**Excerpted passage**
Abstract:
A probe for detecting changes in tissue properties comprising an illumination element providing light to a target area and a sensing element receiving light from the illumination element after reflection from a target portion of tissue in combination with a device that detects changes in a property of the light received by the sensing element and determining, based on the detected changes in the property of the received light, a change in the target tissue.

Description:
BACKGROUND  
       [0001]     Heat is often used to treat tissue, e.g., connective tissues, tumors, fibroids, etc. In such procedures, thermal energy is delivered to a target tissue mass to, for example, shrink or necrose the tissue.  
         [0002]     However, many current systems provide little to no feedback on the progress of the thermal treatment. Those systems which do monitor the progress of such treatments are often unable to account for parameters which affect the degree of treatment of tissue and ultrasound imaging systems which are used to monitor necrosis are not universally effective or consistent with all thermal energy sources. In addition, such systems often require specific expertise and/or elaborate equipment. Thus, it is difficult for physicians to accurately determine when a desired degree of treatment of a target tissue mass has been achieved.

(Saved entries)

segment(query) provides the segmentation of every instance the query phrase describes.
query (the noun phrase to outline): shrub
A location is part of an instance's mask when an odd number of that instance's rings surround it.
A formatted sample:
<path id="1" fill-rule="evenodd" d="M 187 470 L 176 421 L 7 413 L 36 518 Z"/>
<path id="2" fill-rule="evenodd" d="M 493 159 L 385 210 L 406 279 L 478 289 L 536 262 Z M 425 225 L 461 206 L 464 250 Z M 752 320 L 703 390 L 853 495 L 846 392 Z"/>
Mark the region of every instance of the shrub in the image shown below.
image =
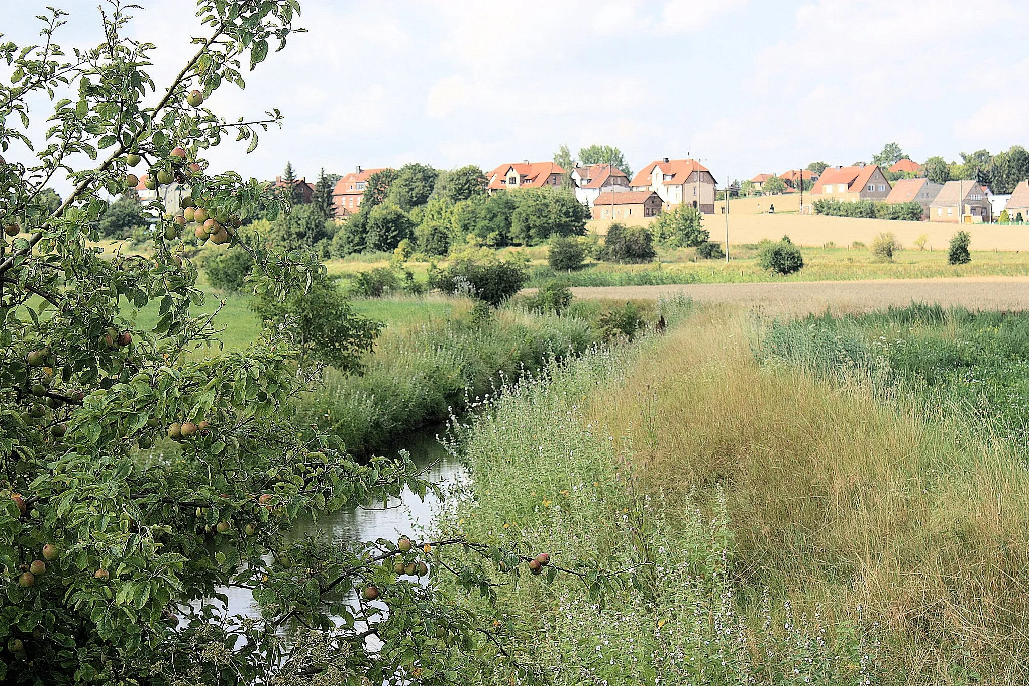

**Task list**
a) Please list the kinds of tissue that the tissue-probe patent text gives as examples of tissue treated with heat.
b) Resume the tissue-probe patent text from its final sentence onward.

**Expected outputs**
a) Connective tissues, tumors, fibroids

b)
       SUMMARY OF THE INVENTION  
       [0003]     The present invention is directed to a probe for detecting changes in tissue properties comprising an illumination element providing light to a target area and a sensing element receiving light from the illumination element after reflection from a target portion of tissue in combination with a device that detects changes in a property of the light received by the sensing element and determining, based on the detected changes in the property of the received light, a change in the target tissue. 
     
    
     BRIEF DESCRIPTION OF THE DRAWINGS  
       [0004]      FIG. 1  shows an exemplary embodiment of a system, according to the present invention, comprising a spectral reflectance probe in conjunction with a tissue treatment device and a laparoscope;  
         [0005]      FIG. 2  shows an experimental bench test set-up for determining feasibility of detecting sub-surface tissue changes using spectral reflectance;  
         [0006]      FIG. 3  shows an ultrasound probe feasibility working model comprising illumination and sensing fibers;  
         [0007]      FIG. 4  shows a schematic of a system according to an alternative embodiment of the present invention.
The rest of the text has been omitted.